● **SOURCE EXCERPT**

◆ ◆ ◆ ◆ ◆

5. The consequence of the OEC’s determination to recommend the appointment of the 6th woman member left the parties deadlocked at 26 seats apiece.
6. This Court, on appeal, ruled on 2 June 2021 that the OEC could only recommend the appointment of the sixth woman as an additional
member after all the electoral petitions and by elections, if any, had been completed, because it was not inevitable that recourse
to the constitutional guarantee of 6 seats was needed. More women candidates might successfully win a by election of a seat vacated
following a successful electoral petition against a winning candidate.”
- Lastly, in Tuua & Ors v Leota & Ors [2022] WSCA 4, the Court of Appeal was principally concerned with the interpretation of article 44 of the Constitution in two key respects: (i)
the minimum women’s representation and the application of article 44(1E); and (ii) the method of calculating the “highest
number of votes” in accordance with article 44(5). The timing of appointments was not directly at issue, though the referred
by way of background to the appointment of women members after completion of by-elections.[2]
E. Are these Judgments Binding on this Court?
- In Police v Faulkner [2005] WSSC 4, Sapolu CJ in a proceeding before the Supreme Court stated:
- “Judgments of the Court of Appeal are of course binding on this Court. And when it comes from a world renowned jurist and highly
respected Judge as Lord Cooke of Thorndon, as His Honour is now, it merits the full authority of the doctrine of stare decisis.”
- The doctrine of stare decisis is a fundamental principle in Samoa’s legal system, where the Court of Appeal sits at the apex. The doctrine ensures that decisions
of higher courts are binding on lower courts, promoting consistency, predictability and stability in the legal system. This Court
is bound by the decisions of the Court of Appeal.
F. Can this Court Distinguish the Court of Appeal Judgments
- The applicants case is that Parliament cannot properly convene pursuant to article 52 without first meeting the women’s quota
requirements. The applicants therefore ask this Court to “distinguish” the earlier judgments of the Court of Appeal,
applying the statutory interpretation doctrine of “harmonious construction”. Relying on the clarification by the Court
of Appeal in Electoral Commissioner v FAST Party [2021] WSCA 5 (25 June 2021), this Court can distinguish the Court of Appeal’s decision in Electoral Commissioner v FAST Party [2021] WSCA 2 (2 June 2021), as:[3]
- “12. The Court of Appeal decision was decided on its merits and the arguments that were advanced before the Court at the hearing.
It did not rule on the interaction between articles 44(1A) and 52....”
- On that basis, the applicants argue that the principle of distinguishing precedent permits this Court to find that the appointment of additional women Members of Parliament to meet the constitutional minimum of six
must be triggered before the first sitting of Parliament, required by article 52.
- However, in Electoral Commissioner v FAST Party [2021] WSCA 2, the Court of Appeal expressly held that the “interpretation of article 44(1A) was that an additional member/s can only be
fulfilled once there is certainty about the outcome of a general election.”[4] The Court held that the point of certainty – was only after the resolution of electoral petitions and any resulting by-elections.

◆ ◆ ◆ ◆ ◆

● **STATED TASK A**
In the judgment excerpt, in which case did Sapolu CJ say that judgments of the Court of Appeal bind the Supreme Court?
● **STATED TASK B**
Quote the judgment excerpt from "6. This Court, on" up to and including "key respects: (i)".
● **STATED TASK C**
Extend the judgment excerpt on the appointment of additional women Members of Parliament in Samoa, picking up after its final sentence.
These records come from a separate source unrelated to the judgment excerpt.

(Dataset items)
◆ ◆ ◆ ◆ ◆

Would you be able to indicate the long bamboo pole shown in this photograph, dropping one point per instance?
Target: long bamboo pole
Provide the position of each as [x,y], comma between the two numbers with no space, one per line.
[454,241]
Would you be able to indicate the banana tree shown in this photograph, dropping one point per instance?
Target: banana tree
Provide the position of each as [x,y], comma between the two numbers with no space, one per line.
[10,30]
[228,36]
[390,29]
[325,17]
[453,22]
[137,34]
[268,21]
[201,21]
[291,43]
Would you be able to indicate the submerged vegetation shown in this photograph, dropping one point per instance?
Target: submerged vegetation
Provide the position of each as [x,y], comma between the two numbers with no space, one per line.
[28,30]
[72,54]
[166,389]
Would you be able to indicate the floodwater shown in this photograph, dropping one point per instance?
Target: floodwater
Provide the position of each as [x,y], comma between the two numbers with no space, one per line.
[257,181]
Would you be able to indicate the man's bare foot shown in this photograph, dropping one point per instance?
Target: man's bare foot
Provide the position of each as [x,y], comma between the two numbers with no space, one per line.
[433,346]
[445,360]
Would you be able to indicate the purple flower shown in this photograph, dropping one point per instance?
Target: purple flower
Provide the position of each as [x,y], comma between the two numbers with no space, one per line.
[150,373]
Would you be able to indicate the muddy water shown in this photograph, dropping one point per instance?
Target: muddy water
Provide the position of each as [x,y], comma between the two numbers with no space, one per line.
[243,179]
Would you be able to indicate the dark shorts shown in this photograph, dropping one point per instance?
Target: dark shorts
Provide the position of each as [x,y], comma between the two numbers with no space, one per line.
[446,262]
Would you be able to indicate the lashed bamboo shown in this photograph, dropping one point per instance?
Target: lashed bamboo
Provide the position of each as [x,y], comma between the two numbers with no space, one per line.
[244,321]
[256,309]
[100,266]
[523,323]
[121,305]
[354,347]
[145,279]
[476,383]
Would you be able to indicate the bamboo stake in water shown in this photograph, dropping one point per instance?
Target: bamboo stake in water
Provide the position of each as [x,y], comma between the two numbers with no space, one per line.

◆ ◆ ◆ ◆ ◆

● **EXPECTED ANSWER A**
Police v Faulkner [2005] WSSC 4

● **EXPECTED ANSWER B**
6. This Court, on appeal, ruled on 2 June 2021 that the OEC could only recommend the appointment of the sixth woman as an additional
member after all the electoral petitions and by elections, if any, had been completed, because it was not inevitable that recourse
to the constitutional guarantee of 6 seats was needed. More women candidates might successfully win a by election of a seat vacated
following a successful electoral petition against a winning candidate.”
- Lastly, in Tuua & Ors v Leota & Ors [2022] WSCA 4, the Court of Appeal was principally concerned with the interpretation of article 44 of the Constitution in two key respects: (i)

● **EXPECTED ANSWER C**
- The Court of Appeal’s judgment is clear. This Court is bound by that judgment and the application of article 44, irrespective
of whether or not the Court of Appeal considered article 52. In Re St Nazaire Co, Jessel MR stated:[5]
- “... it is a petition presented to a Judge of the High Court to rehear a decision of the Appeal Court, I should have thought
that the mere statement of that would be sufficient to shew that the Judge below had no jurisdiction. It would be a wonderful result
indeed if the Judicature Act empowered a Judge of an inferior Court to rehear a decision of the Appeal Court which perhaps had reversed
his decision. Upon that theory, how long is the thing to go on? If the Judge below has this power, he may exercise it by reversing
the decision of the Appeal Court where the Appeal had reversed his decision.” (emphasis added)
- In substance, the applicants are asking this Court not to distinguish but correct the Court of Appeal’s judgment in Electoral Commissioner v FAST Party [2021] WSCA 2, for purported failure to consider article 52. Respectfully, this Court does not in my view have such jurisdiction to do so. There
is no scope for this Court to depart from the Court of Appeal’s express ruling on the timing of appointments under article
44. On that basis alone, this motion must fail.
- For completeness, I make two further observations. First, though the applicants challenge the Court of Appeal’s interpretation
in Electoral Commissioner v FAST Party [2021] WSCA 2 concerning article 44 and the appointment of women members, the latter case of Attorney General v Latu [2021] WSCA 6 generally re-affirmed that earlier judgment. In determining the lawfulness of convening the XVII Parliament on 24th May 2021, the Court referred to its earlier decision of 2 June 2021 and confirmed that Parliament had been lawfully convened, expressly
taking into account article 52 of the Constitution – without the appointment of additional women members at the time.
- In Tuua & Ors v Leota & Ors [2022] WSCA 4, a differently constituted Court of Appeal again revisited article 44. The Court made reference to the timing of appointment of additional
women members pursuant to article 44 before addressing the minimum women’s representation[6] and the method of calculating the “highest number of votes” under article 44(5). Since the judgment of the Court of Appeal
in Electoral Commissioner v FAST Party [2021] WSCA 2, the timing of appointment of additional women members has been left undisturbed and re-affirmed, albeit by implication, in subsequent
judgments.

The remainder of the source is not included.